[BEGIN STORED DATA]

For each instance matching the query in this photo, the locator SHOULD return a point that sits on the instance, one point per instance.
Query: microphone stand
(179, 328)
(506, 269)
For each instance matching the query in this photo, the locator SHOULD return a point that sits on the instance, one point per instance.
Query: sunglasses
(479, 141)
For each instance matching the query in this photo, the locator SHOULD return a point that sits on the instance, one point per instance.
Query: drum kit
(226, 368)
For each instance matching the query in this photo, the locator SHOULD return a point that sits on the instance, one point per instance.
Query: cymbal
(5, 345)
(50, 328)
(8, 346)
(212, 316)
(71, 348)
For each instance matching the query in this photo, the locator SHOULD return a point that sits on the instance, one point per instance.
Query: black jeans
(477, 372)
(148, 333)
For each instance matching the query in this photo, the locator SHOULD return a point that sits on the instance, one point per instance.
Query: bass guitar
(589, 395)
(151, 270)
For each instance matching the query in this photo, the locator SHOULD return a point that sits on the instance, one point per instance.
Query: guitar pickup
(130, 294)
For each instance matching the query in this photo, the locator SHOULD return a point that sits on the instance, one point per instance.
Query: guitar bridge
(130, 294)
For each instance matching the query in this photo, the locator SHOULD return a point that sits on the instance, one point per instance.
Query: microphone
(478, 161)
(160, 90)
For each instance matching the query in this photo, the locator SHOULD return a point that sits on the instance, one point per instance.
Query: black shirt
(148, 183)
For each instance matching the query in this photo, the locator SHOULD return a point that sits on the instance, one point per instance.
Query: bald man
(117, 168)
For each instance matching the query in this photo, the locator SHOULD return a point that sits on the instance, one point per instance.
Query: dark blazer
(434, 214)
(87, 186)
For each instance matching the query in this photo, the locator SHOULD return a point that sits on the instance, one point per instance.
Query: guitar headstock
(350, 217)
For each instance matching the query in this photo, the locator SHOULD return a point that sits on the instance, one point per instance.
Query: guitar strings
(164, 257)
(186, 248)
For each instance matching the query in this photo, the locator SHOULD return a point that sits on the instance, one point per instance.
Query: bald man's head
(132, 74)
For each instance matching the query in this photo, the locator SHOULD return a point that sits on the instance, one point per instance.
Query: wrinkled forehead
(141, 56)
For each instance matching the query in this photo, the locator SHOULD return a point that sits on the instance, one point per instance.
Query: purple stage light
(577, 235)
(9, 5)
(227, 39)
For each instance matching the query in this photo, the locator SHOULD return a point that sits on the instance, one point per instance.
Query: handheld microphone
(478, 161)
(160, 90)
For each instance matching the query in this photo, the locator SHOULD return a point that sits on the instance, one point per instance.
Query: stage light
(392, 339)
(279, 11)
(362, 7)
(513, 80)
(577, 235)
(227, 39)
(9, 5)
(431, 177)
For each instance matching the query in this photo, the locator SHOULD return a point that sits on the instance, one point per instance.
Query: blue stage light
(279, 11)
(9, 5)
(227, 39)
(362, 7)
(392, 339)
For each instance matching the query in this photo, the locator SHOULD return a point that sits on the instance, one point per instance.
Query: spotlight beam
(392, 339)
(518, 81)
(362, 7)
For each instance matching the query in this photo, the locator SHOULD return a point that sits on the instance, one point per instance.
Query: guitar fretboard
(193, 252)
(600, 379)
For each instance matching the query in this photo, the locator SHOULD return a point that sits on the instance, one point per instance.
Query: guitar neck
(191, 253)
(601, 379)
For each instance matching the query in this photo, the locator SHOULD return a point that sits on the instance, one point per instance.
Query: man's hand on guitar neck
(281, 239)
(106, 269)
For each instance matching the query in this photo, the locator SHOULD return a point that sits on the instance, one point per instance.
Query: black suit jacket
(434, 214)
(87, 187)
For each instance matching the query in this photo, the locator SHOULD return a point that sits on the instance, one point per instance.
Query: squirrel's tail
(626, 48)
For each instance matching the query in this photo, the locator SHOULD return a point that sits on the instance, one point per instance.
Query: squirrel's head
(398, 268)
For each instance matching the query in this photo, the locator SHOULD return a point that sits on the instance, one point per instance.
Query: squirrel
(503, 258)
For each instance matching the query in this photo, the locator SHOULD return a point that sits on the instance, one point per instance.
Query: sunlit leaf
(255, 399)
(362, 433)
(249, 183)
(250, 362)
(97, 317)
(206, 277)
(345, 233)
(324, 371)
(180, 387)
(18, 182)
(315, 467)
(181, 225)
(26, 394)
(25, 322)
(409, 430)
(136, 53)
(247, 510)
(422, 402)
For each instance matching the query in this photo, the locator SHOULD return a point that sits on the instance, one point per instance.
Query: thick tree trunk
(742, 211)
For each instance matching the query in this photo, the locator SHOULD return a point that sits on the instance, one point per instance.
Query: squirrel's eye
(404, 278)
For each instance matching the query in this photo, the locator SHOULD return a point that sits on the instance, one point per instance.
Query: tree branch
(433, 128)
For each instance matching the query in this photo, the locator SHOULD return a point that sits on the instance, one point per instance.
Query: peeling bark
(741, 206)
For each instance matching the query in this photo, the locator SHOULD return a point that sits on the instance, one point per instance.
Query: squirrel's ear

[END STORED DATA]

▶ **WHAT THE TASK REQUIRES**
Output the complete data exactly as written.

▶ **REPLY TO THE EXERCISE**
For each instance matching the query in this photo, the locator SHOULD return a point that sits on the instance, one point per instance.
Query: microphone stand
(179, 328)
(506, 269)
For each instance matching the query in this photo, the locator SHOULD return a point that sits on the instance, one point per instance.
Query: sunglasses
(479, 141)
For each instance matching the query in this photo, the locator SHOULD return a point that sits on the instance, one point per instance.
Query: drum kit
(226, 368)
For each instance matching the query in this photo, the locator SHOULD return a point that sits on the instance, one point per instance.
Query: cymbal
(5, 345)
(50, 328)
(8, 346)
(212, 316)
(71, 348)
For each instance matching the query in this photo, the locator SHOULD return a point that sits on the instance, one point per instance.
Query: black jeans
(477, 372)
(148, 333)
For each instance matching the query in this photo, the locator SHOULD return a point that sits on the instance, one point per instance.
Query: bass guitar
(589, 395)
(151, 270)
For each instance matching the query in this photo, the locator SHOULD return a point that sits on the instance, one point per instance.
Query: guitar pickup
(130, 294)
For each instance matching the query in this photo, the locator SHOULD return a point that sits on the instance, one point per instance.
Query: guitar bridge
(130, 294)
For each instance matching the query in this photo, the locator SHOULD return a point that sits on the instance, one point per instance.
Query: microphone
(478, 161)
(160, 90)
For each instance matching the query in this photo, the locator SHOULD return a point that sits on the instance, one point per instance.
Query: black shirt
(148, 183)
For each instance matching the query in this photo, the locator SHOULD return a point that sits on the instance, one point per instance.
Query: bald man
(117, 168)
For each instance matching the query in this photo, the locator SHOULD return a point that sits on the instance, one point per instance.
Query: dark blazer
(434, 214)
(87, 186)
For each instance matching the query in this photo, the locator SHOULD return a point that sits on the instance, one point per instance.
Query: guitar headstock
(350, 217)
For each instance matching the query in this photo, the locator SHOULD return a point that sits on the instance, one point per instance.
Query: guitar strings
(164, 257)
(186, 248)
For each instance matching the query in this photo, the locator SHOULD return a point that sits on the instance, one point per instance.
Query: bald man's head
(132, 74)
For each instance matching the query in this photo, the locator SHOULD return a point that sits on the instance, one point per instance.
Query: wrinkled forehead
(141, 56)
For each instance matching the query in this photo, the locator SHOULD return a point that sits on the instance, one point per instance.
Query: purple stage light
(577, 235)
(9, 5)
(227, 39)
For each instance matching the query in this photo, the locator SHOULD return a point that sits on the instance, one point per instance.
Query: handheld microphone
(478, 161)
(160, 90)
For each instance matching the query in this photo, the locator SHOULD return a point that sits on the instance, one point per instance.
Query: stage light
(392, 339)
(279, 11)
(362, 7)
(513, 80)
(577, 235)
(227, 39)
(9, 5)
(431, 177)
For each instance matching the query in this photo, the locator SHOULD return a point that sits on the instance, one point per instance.
Query: blue stage light
(279, 11)
(9, 5)
(227, 39)
(362, 7)
(392, 339)
For each instance matching the query in this photo, the locator SHOULD return a point that sits on the instance, one point per instance.
Query: spotlight beam
(392, 339)
(518, 81)
(362, 7)
For each instance matching the query in this photo, the locator SHOULD return a point that sits on the instance, one point per instance.
Query: guitar fretboard
(193, 252)
(600, 379)
For each instance matching the query in this photo, the locator SHOULD return a point that sits on the instance, one point per instance.
Query: guitar neck
(191, 253)
(601, 379)
For each instance matching the query in this photo, the locator SHOULD return a point that sits on the instance, one point per instance.
Query: man's hand on guitar neck
(281, 239)
(106, 269)
For each instance matching the query in this photo, the locator SHOULD return a point that sits on the instance, one point per instance.
Query: black suit jacket
(434, 214)
(87, 187)
For each instance matching the query in this photo, the locator SHOULD return a point that sits on the instance, one point per instance.
Query: squirrel's tail
(626, 48)
For each instance matching the query in this photo, the locator SHOULD return a point that sits on the instance, one point per instance.
Query: squirrel's head
(398, 268)
For each instance matching the query in this photo, the locator SHOULD return a point that sits on the instance, one point per instance.
Query: squirrel
(503, 258)
For each instance matching the query in this photo, the locator SHOULD return a point that sits on the instance, one point per instance.
Query: sunlit leaf
(255, 399)
(362, 433)
(249, 183)
(250, 362)
(97, 317)
(206, 277)
(345, 233)
(324, 371)
(180, 387)
(18, 182)
(315, 467)
(181, 225)
(26, 394)
(25, 322)
(409, 430)
(136, 53)
(247, 510)
(422, 402)
For each instance matching the query in this photo, the locator SHOULD return a point that sits on the instance, one point per instance.
Query: thick tree trunk
(742, 211)
For each instance matching the query in this photo, the locator SHOULD return a point that sits on the instance, one point per instance.
Query: squirrel's eye
(404, 278)
For each instance matching the query in this photo, the locator SHOULD return a point that sits on the instance, one point per instance.
Query: tree branch
(433, 128)
For each instance matching the query in this photo, the locator SHOULD return a point that sits on the instance, one point per instance.
Query: peeling bark
(741, 206)
For each instance matching the query in this photo, the locator SHOULD return a point that sits on the instance, one point per instance.
Query: squirrel's ear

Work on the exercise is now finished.